*** Opening EXTRACTED ENTRIES ***

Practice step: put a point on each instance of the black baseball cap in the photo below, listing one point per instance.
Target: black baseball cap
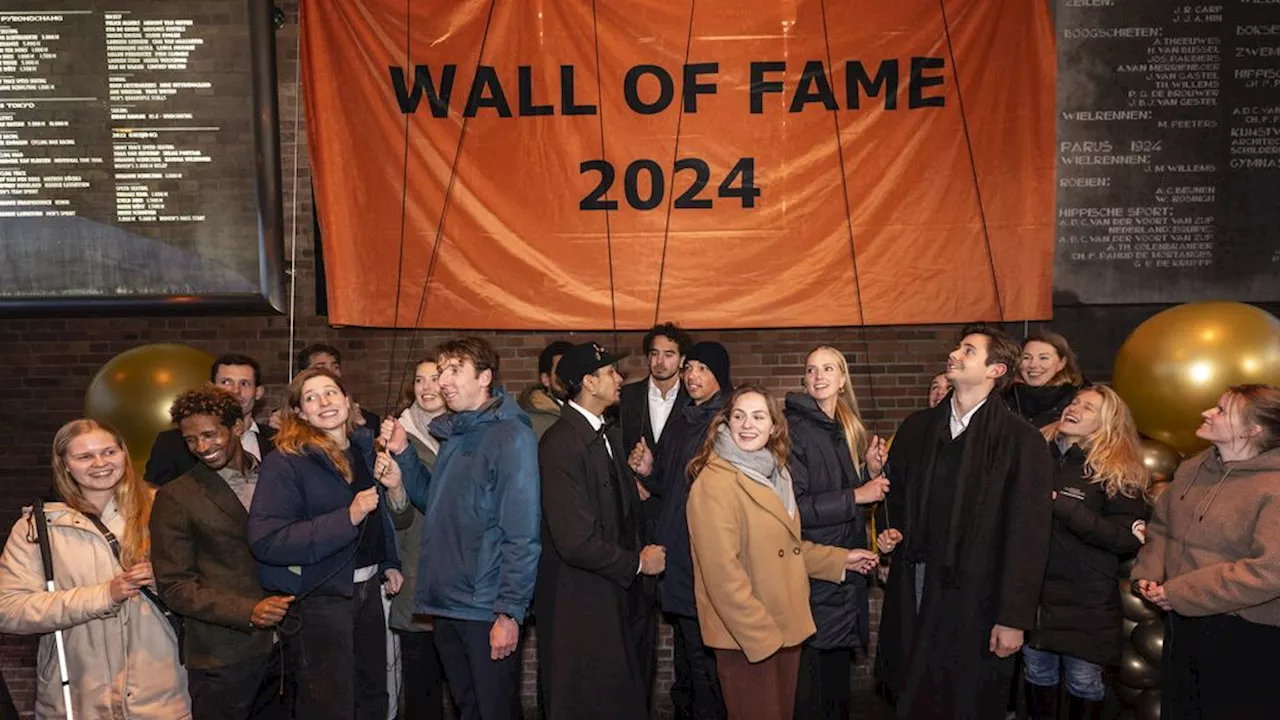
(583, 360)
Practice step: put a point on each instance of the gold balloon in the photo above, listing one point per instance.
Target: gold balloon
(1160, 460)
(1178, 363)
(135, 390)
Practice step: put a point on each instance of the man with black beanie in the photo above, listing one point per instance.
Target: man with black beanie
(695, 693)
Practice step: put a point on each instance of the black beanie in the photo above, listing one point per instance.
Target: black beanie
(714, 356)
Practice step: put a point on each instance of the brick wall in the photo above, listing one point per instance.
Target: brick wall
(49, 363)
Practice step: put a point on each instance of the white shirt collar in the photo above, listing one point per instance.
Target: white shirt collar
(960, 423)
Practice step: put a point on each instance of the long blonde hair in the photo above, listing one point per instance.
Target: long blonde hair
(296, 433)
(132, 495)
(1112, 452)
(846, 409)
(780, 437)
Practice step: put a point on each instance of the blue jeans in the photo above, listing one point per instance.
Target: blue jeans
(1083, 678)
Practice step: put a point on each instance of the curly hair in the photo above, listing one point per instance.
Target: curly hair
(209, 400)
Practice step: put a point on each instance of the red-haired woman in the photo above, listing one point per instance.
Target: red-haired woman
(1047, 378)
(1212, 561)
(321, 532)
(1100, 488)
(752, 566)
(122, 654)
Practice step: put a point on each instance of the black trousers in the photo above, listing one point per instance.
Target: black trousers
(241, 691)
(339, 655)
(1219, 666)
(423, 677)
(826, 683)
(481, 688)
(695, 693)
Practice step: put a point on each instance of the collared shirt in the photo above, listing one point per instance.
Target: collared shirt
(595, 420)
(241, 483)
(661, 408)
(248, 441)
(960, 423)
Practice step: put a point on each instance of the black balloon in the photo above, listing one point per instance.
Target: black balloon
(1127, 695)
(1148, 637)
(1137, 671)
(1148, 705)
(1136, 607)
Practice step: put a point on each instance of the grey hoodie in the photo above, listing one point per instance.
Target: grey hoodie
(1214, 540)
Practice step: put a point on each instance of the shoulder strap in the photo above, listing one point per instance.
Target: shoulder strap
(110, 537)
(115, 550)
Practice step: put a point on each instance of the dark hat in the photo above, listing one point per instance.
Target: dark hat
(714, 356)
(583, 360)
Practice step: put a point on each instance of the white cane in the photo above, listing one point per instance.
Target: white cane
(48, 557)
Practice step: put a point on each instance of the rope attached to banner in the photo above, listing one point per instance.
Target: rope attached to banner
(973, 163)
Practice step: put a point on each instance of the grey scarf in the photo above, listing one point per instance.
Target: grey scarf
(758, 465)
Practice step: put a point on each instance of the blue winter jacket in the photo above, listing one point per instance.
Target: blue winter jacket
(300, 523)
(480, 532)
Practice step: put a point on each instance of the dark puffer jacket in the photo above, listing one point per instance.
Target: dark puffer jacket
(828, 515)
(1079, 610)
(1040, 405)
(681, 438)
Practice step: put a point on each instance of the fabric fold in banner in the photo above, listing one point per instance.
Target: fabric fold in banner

*** Closing EXTRACTED ENTRIES ***

BRIEF:
Pictures are to be omitted; set down the rest of the entries exactly as given.

SOLUTION TO THIS PROBLEM:
Practice step: put a point on each instance of the black baseball cap in the photo below, listing one point per instance.
Target: black baseball cap
(583, 360)
Practice step: put a point on each instance of the gold balloon in the photo above, listing one point per instance.
Target: gold balloon
(1160, 460)
(1178, 363)
(135, 390)
Practice step: put a point on each instance of the man with black beanie in the photo above, listing one point per instance.
Target: man with black beanie
(695, 693)
Practice step: put a point on each instance of the black beanie in the photo above, listing one point per instance.
Target: black beanie
(714, 356)
Practice step: put a point on each instance of the brick wall in the photo above, listing one point per instance.
Target: brick wall
(49, 363)
Practice step: put a point on each instance of the white shirt collar in the photo above, listing one point per instance.
Target: white shirt collar
(960, 423)
Practice step: put a point on each instance of the long blonde hair in the photo above, listing one point per instance.
Target: long blonde hair
(296, 433)
(132, 495)
(1112, 452)
(846, 409)
(780, 437)
Practice step: put a point on each instance of the blue jeans in the photo above, listing one point per instance.
Target: blue jeans
(1083, 678)
Practice step: put a point on each instance of the curly hair in the photo above, listing one point per instance.
Target: curly hair
(209, 400)
Practice step: put a point on each instance of the red-haired woman in the photo above, listing one point per instance.
Target: red-haired woman
(1047, 378)
(1212, 561)
(321, 532)
(1100, 488)
(752, 566)
(122, 654)
Practice step: put a point on each instance of the black trousers in the photo above, listing one point per instance.
Target: black trousers
(241, 691)
(339, 655)
(1219, 666)
(423, 677)
(826, 683)
(481, 688)
(695, 693)
Practice step: put a point on each instance of the collared shirt in the photo above, listing one point per instance.
Target: collared shirt
(595, 420)
(241, 483)
(661, 408)
(248, 441)
(960, 423)
Practice step: put a point on each instance of the black balloon in the photo above, listing one point per instance.
Target: black balloon
(1127, 695)
(1148, 637)
(1137, 671)
(1148, 705)
(1136, 607)
Practice step: put a point on each instance of the grey hoodie in the photo above, listing one point per instance.
Target: grey hoodie
(1214, 540)
Practice step: put a point on each instance of the shoulder strap in the photo above, listing one point per instance.
Target: shoulder strap
(110, 537)
(115, 550)
Practice step: put a point on each instance of the dark hat in the photo above, listing one point per instance.
Target: dark hat
(714, 356)
(583, 360)
Practice step: put a point on each instance of the white cane in the photo above, listing one point per instance.
Target: white cane
(48, 557)
Practice step: put a point on each instance of the rope attached to banner in the photo above, listing one point per instance.
Target: rope attached to banner
(973, 163)
Practice step: put a point on each instance of the grey scarf in the photo above, listing one point per instance.
Target: grey scarf
(758, 465)
Practice step: put a point on each instance of the blue winter jacket in the photo above, listing one point per instance.
Target: blue winter jacket
(300, 523)
(480, 532)
Practice step: put a point on each instance of the dark puffer jacket in the photo above, listing one point per instance.
Target: dark puffer jacket
(828, 515)
(1079, 610)
(1040, 405)
(681, 438)
Practice step: put a point on each instance of the fabric fold in banner in the photo above, listing one point per instance.
Target: fabric fold in banner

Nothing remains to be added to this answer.